BEGIN DATA IN THIS EXERCISE

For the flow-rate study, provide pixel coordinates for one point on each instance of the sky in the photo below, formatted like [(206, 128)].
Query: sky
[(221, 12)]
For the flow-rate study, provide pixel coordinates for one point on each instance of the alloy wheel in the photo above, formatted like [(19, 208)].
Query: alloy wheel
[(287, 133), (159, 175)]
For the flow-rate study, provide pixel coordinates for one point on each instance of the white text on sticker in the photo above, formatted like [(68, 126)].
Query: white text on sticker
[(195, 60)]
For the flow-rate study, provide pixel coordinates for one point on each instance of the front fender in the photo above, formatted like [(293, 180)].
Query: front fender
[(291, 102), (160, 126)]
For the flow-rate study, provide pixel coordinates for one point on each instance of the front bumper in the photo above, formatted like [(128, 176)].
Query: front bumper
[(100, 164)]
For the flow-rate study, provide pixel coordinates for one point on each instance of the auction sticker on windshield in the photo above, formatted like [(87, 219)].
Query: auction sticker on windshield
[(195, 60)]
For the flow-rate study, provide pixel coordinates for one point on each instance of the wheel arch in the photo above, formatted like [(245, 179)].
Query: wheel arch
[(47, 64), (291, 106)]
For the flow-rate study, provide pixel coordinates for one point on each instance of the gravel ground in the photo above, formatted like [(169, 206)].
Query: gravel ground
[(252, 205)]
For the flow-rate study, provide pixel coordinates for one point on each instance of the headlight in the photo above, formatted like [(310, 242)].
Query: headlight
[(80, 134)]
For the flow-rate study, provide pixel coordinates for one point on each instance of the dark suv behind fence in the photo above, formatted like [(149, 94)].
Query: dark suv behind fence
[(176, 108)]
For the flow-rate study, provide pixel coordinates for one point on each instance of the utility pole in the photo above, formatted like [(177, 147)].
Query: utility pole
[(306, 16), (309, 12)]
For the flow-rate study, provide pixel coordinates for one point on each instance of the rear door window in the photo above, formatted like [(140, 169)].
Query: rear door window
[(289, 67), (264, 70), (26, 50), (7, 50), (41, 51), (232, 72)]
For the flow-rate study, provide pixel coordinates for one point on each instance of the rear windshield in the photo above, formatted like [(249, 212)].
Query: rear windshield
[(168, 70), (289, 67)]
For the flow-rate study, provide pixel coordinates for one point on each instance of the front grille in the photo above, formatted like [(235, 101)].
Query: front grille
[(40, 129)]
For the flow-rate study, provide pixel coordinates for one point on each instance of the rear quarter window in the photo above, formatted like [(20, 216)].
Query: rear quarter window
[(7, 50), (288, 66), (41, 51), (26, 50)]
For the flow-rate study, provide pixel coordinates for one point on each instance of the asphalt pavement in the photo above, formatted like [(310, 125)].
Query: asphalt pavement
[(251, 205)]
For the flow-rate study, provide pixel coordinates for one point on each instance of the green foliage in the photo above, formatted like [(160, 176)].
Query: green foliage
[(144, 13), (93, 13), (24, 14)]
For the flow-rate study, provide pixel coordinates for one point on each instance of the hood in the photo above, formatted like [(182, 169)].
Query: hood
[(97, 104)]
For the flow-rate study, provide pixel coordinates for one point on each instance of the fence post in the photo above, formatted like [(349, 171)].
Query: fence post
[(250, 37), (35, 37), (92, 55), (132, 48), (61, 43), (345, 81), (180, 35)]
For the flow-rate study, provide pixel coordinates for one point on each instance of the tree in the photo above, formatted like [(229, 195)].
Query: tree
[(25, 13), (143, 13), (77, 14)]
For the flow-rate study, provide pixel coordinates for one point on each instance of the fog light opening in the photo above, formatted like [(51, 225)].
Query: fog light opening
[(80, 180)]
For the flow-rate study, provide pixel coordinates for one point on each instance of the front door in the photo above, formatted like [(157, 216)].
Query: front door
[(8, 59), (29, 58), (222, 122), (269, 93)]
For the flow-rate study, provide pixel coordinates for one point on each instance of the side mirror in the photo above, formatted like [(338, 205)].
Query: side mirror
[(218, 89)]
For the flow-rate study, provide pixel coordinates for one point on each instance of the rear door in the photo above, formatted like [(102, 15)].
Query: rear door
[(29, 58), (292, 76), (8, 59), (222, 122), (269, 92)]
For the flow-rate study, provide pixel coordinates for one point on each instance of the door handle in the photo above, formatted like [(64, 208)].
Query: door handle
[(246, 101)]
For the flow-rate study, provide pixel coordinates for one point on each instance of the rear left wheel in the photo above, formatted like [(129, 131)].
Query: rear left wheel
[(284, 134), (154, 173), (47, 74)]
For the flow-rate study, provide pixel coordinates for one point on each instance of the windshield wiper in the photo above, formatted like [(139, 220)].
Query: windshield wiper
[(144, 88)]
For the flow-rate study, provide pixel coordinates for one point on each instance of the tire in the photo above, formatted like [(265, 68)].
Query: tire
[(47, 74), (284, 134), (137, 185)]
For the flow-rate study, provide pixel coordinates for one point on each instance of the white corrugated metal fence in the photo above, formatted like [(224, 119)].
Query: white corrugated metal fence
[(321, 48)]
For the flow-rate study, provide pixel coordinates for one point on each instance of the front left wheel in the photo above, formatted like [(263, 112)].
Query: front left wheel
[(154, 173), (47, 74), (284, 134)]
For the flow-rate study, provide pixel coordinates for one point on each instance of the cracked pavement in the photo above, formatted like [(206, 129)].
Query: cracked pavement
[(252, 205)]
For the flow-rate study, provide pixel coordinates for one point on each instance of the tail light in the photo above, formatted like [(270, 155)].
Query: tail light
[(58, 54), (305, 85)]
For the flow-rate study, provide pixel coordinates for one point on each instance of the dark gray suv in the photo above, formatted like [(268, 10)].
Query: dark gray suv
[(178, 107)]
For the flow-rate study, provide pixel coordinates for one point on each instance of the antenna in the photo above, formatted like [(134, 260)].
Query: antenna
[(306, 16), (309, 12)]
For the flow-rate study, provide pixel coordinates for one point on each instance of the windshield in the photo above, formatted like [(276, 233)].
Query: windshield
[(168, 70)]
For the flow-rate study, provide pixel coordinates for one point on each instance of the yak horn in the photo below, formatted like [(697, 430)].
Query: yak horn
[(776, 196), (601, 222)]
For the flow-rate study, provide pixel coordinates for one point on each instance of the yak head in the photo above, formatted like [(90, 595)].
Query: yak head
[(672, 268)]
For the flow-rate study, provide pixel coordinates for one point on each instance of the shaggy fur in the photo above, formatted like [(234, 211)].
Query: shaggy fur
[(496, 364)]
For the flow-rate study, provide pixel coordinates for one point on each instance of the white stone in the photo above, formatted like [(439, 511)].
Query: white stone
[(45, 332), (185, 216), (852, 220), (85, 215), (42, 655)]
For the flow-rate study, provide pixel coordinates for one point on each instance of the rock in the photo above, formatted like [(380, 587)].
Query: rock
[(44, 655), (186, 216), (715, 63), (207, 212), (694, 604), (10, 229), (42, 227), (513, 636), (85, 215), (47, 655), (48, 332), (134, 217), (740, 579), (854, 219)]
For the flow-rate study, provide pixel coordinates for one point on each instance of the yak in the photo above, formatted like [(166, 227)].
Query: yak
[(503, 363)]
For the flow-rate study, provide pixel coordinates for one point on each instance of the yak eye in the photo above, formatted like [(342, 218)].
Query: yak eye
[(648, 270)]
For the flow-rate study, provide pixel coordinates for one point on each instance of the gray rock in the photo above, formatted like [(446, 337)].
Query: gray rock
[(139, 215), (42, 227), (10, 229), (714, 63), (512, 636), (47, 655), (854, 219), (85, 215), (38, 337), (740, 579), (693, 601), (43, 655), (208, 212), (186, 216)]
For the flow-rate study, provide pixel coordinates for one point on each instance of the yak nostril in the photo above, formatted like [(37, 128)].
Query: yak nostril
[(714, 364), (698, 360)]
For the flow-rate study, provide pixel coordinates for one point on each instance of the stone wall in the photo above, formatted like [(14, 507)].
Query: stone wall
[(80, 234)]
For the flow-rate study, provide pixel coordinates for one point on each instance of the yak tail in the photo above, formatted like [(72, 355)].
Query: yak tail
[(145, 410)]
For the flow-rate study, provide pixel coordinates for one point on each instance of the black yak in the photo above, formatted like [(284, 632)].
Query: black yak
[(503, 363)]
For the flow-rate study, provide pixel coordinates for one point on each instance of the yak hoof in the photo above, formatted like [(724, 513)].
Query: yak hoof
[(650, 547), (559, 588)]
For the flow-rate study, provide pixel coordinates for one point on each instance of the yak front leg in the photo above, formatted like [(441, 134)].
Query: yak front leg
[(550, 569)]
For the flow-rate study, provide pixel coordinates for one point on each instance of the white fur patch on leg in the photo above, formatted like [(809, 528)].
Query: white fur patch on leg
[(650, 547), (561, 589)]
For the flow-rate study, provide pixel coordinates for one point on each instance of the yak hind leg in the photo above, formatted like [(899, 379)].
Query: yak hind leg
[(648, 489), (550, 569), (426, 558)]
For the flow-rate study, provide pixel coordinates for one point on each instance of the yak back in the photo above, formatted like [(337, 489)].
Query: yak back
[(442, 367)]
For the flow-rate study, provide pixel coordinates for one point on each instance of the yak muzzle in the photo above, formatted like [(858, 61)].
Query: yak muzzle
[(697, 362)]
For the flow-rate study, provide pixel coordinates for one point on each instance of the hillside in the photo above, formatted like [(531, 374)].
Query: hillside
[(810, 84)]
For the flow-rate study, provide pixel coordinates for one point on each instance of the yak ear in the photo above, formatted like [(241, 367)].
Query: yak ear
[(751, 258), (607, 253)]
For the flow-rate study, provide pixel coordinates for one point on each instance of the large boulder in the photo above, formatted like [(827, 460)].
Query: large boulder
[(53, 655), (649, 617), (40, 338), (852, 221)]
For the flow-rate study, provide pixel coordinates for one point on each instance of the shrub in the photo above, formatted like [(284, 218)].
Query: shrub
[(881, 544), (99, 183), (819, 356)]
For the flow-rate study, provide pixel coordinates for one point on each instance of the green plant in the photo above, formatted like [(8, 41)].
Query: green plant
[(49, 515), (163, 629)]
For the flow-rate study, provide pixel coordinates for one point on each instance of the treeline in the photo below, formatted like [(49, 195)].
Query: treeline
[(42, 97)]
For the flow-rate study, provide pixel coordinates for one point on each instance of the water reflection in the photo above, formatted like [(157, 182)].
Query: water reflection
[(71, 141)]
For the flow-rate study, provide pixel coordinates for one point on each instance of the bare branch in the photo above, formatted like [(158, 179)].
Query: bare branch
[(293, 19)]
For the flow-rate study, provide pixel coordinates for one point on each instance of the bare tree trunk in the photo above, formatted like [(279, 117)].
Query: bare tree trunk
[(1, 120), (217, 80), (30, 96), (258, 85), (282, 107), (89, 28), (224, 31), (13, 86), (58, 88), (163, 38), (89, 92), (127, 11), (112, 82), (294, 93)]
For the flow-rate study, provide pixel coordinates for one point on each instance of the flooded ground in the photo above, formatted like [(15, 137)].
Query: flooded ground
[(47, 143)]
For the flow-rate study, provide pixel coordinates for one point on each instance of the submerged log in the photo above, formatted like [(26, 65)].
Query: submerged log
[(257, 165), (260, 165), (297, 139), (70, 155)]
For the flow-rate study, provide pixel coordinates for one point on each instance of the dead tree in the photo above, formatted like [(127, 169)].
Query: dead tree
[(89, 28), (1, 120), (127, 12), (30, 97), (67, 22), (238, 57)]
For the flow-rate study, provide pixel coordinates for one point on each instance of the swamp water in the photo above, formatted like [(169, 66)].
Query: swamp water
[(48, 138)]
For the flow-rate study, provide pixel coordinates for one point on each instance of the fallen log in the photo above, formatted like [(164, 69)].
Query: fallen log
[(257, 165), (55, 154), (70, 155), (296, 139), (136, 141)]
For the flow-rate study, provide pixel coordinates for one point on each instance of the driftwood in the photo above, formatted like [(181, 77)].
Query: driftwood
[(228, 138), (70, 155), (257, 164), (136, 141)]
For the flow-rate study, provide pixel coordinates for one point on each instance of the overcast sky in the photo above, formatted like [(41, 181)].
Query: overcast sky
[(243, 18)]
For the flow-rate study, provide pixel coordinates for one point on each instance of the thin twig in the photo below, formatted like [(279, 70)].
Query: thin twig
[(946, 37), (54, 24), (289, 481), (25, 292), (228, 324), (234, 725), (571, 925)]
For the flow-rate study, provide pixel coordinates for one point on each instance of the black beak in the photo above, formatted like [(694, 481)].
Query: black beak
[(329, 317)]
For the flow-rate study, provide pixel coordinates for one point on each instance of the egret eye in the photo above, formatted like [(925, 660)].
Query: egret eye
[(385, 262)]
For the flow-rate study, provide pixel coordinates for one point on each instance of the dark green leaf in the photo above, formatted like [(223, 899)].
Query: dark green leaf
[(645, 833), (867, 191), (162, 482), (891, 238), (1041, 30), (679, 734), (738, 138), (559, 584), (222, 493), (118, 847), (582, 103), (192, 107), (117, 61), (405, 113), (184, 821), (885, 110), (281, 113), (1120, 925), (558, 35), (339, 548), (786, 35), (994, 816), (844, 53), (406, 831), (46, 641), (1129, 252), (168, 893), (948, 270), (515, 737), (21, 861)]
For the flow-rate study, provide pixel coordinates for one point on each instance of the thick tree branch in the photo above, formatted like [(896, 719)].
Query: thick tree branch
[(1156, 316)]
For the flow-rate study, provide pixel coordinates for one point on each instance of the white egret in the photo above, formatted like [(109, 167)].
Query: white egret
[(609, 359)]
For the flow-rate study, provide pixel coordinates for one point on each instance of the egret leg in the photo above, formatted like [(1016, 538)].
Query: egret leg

END DATA IN THIS EXERCISE

- _WORK TO COMPLETE_: Nothing but the lines from the first line of the listing above through the line holding "like [(177, 147)]." should be reproduced, and each must match exactly.

- _YOUR RESPONSE_:
For the flow-rate study, provide pixel coordinates for one point on each instance of the sky in the photo below, formatted like [(206, 128)].
Query: sky
[(221, 12)]
For the flow-rate study, provide pixel coordinates for one point on each instance of the alloy wheel in the photo above, formatted like [(19, 208)].
Query: alloy wheel
[(287, 133), (159, 175)]
For the flow-rate study, provide pixel coordinates for one point on each instance of the white text on sticker in the photo above, formatted like [(68, 126)].
Query: white text on sticker
[(195, 60)]
For the flow-rate study, provide pixel coordinates for one point on each instance of the front fender in the photo above, formatted like [(293, 180)].
Query: front fender
[(291, 102), (160, 126)]
For the flow-rate study, provide pixel coordinates for one point on each instance of the front bumper in the photo above, formatted like [(128, 176)].
Query: front bumper
[(100, 164)]
For the flow-rate study, provide pixel coordinates for one point on each instance of the auction sticker on windshield in the photo above, formatted like [(87, 219)].
Query: auction sticker on windshield
[(195, 60)]
For the flow-rate study, provide pixel coordinates for one point on each instance of the wheel arch in the photo above, formatted like [(245, 179)].
Query: wheel arch
[(47, 64), (291, 106)]
For the flow-rate study, provide pixel coordinates for one point on each instance of the gravel ground in the photo above, formatted like [(169, 206)].
Query: gravel ground
[(252, 205)]
For the flow-rate study, provide pixel coordinates for one point on each instance of the headlight in the photo above, formatted like [(310, 242)].
Query: headlight
[(80, 134)]
For the flow-rate study, provide pixel coordinates for one point on each instance of the dark suv behind fence in the photo above, formatted like [(149, 94)].
Query: dark suv behind fence
[(176, 108)]
For the flow-rate study, provide pixel coordinates for one point on each instance of the utility pole in the photo above, formatted like [(177, 147)].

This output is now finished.